- _TASKS TO COMPLETE_:
1/ List the four members of the quad-tuple that the metadata-gate excerpt gives as the metadata gate.
2/ According to the metadata-gate excerpt, what does the DWORD at offset +24 of the entry hold?
3/ Go on with the metadata-gate excerpt from its last shown line.

- _TEXT UNDER STUDY_:
▬▬▬▬▬▬▬▬▬▬

The metadata gate is the quad-tuple (name, offset_or_size_qword, link_info_qword, addralign_dword). The QWORD at offset +0 of the entry holds a packed offset/size field, the QWORD at +8 holds the packed sh_link/sh_info pair, and the DWORD at +24 holds sh_addralign. Two slices with identical bytes but different alignment requirements are not considered duplicates.

Stage 3: Relocation-Target Vector (v402[61] vs v331+16)

v302 = sub_464BB0((__int64)v402[61]);
if ( v302 == sub_464BB0(*(_QWORD *)(v331 + 16)) )
{
    v303 = 0;
    while ( sub_464BB0((__int64)v402[61]) > v303 )
    {
        v304 = (char **)sub_464DB0(v402[61], v303);
        v305 = *v304;                          // candidate target name
        if ( sub_44E3A0(".nv.merc.", *v304) )
            v305 += 8;
        v307 = 0;
        while ( 1 )
        {
            if ( sub_464BB0(*(_QWORD *)(v331 + 16)) <= v307 )

▬▬▬▬▬▬▬▬▬▬

- _INPUT DATA_:
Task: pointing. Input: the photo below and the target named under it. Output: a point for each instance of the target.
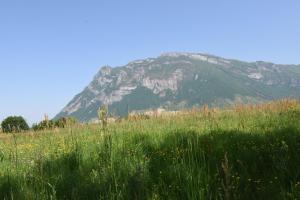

▬▬▬▬▬▬▬▬▬▬

- _EXERCISE RESPONSES_:
1/ name, offset_or_size_qword, link_info_qword, addralign_dword

2/ It holds sh_addralign.

3/
            {
                v30 = 18;
                goto LABEL_292;                // REJECT: relocation target not in reference
            }
            v308 = sub_464DB0(*(_QWORD **)(v331 + 16), v307);
            s2 = *(char **)v308;
            v310 = s2;
            if ( sub_44E3A0(".nv.merc.", s2) )
                v310 = s2 + 8;
            if ( !strcmp(v305, v310) )
            {
                v311 = *(_DWORD *)(v308 + 16);
                if ( v311 == *((_DWORD *)v306 + 4) )      // same payload length
                {
                    if ( !memcmp(*(const void **)(v308 + 8), v306[1], v311) )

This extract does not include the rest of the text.